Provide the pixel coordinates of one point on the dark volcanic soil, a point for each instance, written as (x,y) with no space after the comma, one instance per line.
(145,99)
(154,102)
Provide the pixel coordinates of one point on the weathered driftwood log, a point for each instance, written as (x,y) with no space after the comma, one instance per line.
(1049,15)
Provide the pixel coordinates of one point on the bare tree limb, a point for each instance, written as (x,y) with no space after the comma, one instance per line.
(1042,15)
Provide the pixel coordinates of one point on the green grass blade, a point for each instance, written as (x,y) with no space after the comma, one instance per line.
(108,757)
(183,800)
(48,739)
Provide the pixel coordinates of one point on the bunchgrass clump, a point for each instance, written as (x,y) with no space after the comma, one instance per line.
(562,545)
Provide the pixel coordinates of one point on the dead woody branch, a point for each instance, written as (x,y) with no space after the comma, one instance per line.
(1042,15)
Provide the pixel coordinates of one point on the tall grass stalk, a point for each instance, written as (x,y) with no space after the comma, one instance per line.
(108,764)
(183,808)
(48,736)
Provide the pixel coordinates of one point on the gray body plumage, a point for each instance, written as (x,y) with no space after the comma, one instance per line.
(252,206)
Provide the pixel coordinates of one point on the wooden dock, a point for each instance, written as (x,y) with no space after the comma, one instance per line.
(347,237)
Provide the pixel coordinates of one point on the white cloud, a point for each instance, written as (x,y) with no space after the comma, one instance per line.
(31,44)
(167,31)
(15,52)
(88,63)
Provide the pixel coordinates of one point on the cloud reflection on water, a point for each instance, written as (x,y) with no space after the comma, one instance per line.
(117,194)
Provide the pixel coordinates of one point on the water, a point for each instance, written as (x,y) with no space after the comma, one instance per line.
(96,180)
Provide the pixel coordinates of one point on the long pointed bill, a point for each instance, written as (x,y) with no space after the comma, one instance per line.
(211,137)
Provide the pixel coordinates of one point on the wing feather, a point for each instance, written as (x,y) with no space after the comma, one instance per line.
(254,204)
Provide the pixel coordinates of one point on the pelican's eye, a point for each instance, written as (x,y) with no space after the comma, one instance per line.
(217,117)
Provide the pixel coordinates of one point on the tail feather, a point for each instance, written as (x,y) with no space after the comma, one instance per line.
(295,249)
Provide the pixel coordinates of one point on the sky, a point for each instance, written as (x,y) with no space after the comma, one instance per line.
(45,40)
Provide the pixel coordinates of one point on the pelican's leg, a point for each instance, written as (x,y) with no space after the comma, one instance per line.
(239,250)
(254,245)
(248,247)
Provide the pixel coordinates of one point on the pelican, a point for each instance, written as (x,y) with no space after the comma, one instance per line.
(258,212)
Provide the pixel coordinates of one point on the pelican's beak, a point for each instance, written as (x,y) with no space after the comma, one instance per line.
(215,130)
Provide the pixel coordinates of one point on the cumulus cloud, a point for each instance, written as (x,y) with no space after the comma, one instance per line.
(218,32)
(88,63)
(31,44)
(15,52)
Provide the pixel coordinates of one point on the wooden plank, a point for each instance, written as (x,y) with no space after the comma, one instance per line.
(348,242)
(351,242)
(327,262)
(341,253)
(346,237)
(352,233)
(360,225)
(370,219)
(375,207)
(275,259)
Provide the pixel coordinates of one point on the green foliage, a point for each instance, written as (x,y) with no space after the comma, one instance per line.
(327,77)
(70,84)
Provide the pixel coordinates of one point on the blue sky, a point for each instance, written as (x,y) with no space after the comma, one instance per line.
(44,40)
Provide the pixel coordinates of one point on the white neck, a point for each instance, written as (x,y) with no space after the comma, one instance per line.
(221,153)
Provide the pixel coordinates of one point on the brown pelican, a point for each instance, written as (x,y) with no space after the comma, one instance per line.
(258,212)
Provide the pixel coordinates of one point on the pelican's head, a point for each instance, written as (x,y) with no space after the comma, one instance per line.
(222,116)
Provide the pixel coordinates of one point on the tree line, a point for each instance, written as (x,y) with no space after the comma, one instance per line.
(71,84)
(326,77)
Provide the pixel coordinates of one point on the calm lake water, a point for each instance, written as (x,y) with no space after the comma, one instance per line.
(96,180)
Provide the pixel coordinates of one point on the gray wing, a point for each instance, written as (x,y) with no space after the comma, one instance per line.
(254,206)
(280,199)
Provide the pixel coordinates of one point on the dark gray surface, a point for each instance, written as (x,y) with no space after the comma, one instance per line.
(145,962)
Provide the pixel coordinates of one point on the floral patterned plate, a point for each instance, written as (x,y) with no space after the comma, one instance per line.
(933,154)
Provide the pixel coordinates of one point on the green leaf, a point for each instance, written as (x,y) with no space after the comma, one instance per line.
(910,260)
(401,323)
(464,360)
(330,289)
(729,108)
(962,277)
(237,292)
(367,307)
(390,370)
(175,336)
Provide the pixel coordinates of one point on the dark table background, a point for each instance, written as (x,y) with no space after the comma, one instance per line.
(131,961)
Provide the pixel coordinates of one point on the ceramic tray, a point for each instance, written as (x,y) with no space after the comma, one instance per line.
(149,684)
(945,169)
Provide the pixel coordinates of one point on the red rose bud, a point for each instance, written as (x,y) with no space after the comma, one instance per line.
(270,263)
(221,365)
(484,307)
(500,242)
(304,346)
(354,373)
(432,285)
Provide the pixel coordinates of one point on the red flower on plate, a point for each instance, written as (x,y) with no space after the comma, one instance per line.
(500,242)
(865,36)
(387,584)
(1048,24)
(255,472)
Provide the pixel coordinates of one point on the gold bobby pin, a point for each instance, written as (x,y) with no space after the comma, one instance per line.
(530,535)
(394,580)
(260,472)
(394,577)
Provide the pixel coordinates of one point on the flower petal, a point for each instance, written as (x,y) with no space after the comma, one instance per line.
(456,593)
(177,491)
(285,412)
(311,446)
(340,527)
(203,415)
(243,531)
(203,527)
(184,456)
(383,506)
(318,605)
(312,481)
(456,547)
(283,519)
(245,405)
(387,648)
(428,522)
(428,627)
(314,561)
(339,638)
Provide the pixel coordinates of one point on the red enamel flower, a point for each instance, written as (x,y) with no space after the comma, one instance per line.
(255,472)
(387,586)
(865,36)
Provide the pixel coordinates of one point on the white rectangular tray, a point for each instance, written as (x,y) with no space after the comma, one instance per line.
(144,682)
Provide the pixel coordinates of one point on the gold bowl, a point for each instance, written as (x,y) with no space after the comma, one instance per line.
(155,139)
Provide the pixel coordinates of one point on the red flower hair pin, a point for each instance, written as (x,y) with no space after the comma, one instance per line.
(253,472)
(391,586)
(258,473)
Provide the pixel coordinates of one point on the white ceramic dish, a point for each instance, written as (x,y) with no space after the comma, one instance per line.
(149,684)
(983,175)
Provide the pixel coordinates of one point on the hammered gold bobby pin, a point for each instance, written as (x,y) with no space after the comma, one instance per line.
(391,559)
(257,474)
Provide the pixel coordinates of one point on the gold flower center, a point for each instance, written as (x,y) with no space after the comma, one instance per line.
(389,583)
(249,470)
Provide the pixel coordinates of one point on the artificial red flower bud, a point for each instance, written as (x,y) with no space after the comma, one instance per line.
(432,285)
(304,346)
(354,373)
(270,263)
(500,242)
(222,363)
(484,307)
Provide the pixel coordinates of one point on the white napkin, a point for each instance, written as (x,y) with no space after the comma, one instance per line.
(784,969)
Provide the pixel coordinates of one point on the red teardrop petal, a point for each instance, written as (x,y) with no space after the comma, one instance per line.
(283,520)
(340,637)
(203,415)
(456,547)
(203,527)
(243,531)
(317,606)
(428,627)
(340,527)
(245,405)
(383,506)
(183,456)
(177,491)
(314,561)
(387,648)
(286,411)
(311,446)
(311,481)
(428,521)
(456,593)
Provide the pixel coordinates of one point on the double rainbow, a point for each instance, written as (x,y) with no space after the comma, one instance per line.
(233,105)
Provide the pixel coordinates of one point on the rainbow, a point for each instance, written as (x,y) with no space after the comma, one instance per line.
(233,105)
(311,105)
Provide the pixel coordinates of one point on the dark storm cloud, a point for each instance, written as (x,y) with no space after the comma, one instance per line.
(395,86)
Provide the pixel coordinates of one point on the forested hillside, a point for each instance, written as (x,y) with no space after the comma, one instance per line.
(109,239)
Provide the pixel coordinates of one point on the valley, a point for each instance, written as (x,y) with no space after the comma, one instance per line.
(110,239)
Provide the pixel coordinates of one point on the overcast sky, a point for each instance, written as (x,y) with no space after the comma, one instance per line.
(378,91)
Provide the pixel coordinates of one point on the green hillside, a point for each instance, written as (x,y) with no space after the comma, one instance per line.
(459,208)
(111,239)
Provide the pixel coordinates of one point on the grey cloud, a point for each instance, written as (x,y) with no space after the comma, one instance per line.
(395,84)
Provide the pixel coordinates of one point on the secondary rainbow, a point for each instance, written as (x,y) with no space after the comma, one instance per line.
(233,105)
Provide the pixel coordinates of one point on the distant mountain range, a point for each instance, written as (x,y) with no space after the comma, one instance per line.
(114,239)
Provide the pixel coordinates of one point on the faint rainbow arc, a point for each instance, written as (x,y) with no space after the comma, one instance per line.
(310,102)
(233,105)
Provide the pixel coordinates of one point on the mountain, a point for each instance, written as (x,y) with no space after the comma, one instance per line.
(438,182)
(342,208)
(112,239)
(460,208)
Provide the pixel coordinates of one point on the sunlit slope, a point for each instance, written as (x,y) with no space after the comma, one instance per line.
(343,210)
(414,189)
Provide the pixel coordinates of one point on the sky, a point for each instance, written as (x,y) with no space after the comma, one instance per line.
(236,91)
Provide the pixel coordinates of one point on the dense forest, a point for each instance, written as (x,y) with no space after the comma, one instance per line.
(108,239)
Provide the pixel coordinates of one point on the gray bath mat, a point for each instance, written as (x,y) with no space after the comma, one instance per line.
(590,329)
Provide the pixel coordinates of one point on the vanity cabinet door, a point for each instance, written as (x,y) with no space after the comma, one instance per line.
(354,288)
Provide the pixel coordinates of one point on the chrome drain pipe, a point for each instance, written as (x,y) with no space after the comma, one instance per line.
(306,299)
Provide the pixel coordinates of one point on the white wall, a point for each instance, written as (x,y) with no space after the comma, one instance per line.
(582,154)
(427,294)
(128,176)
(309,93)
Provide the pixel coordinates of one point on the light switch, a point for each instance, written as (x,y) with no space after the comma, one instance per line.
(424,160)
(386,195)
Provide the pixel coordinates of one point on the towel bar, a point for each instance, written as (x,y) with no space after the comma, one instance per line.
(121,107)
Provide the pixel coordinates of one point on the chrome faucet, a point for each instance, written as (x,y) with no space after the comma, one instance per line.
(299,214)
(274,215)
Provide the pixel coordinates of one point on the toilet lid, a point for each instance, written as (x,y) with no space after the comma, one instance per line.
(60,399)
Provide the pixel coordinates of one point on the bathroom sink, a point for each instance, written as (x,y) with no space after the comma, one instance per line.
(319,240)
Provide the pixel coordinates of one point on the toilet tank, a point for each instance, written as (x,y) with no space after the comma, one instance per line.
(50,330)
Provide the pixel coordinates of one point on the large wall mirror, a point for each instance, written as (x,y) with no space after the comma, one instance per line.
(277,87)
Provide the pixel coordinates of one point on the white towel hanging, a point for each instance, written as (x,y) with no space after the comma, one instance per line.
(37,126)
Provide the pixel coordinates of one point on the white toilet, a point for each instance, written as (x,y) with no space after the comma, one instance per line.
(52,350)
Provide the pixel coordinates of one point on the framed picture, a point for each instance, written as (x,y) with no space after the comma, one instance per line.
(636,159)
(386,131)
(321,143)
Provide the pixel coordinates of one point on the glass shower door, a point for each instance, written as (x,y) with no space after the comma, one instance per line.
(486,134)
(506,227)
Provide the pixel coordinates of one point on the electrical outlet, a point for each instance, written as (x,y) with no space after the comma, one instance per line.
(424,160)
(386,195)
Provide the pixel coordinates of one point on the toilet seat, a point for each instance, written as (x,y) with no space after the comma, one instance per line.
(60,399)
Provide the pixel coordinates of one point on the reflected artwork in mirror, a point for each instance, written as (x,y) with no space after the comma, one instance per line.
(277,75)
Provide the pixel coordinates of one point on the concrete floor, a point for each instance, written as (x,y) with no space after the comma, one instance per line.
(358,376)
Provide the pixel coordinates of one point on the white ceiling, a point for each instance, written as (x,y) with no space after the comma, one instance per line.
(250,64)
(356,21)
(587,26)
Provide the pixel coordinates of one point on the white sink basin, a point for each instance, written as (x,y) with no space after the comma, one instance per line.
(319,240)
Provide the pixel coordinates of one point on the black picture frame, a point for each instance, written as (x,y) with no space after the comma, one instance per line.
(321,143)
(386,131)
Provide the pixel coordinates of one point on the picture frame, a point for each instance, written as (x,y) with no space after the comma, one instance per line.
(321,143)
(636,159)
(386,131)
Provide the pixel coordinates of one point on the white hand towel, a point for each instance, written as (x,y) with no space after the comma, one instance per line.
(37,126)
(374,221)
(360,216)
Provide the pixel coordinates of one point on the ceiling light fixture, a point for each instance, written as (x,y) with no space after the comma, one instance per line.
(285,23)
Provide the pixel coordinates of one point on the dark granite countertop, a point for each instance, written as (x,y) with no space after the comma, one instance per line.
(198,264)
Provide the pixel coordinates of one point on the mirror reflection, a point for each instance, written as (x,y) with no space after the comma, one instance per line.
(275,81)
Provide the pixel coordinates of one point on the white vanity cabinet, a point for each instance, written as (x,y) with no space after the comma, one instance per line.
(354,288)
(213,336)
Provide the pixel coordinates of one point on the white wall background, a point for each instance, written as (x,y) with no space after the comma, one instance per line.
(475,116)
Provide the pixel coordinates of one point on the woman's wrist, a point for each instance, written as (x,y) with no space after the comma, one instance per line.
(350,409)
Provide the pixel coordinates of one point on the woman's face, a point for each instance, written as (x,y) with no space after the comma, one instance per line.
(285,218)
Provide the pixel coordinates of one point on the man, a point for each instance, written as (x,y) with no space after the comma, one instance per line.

§ Exercise:
Restate, word for word, the final stretch of the entries above: the line containing "woman's face, a" and every line after it, up to and including the last.

§ Solved problem:
Provide the pixel coordinates of one point on the woman's face, a point for each instance, written as (x,y) with no space after the comma, one instance per line.
(285,218)
Provide the pixel coordinates of one point on the man, a point for each instance, written as (x,y) with no space after the comma, one instance per line.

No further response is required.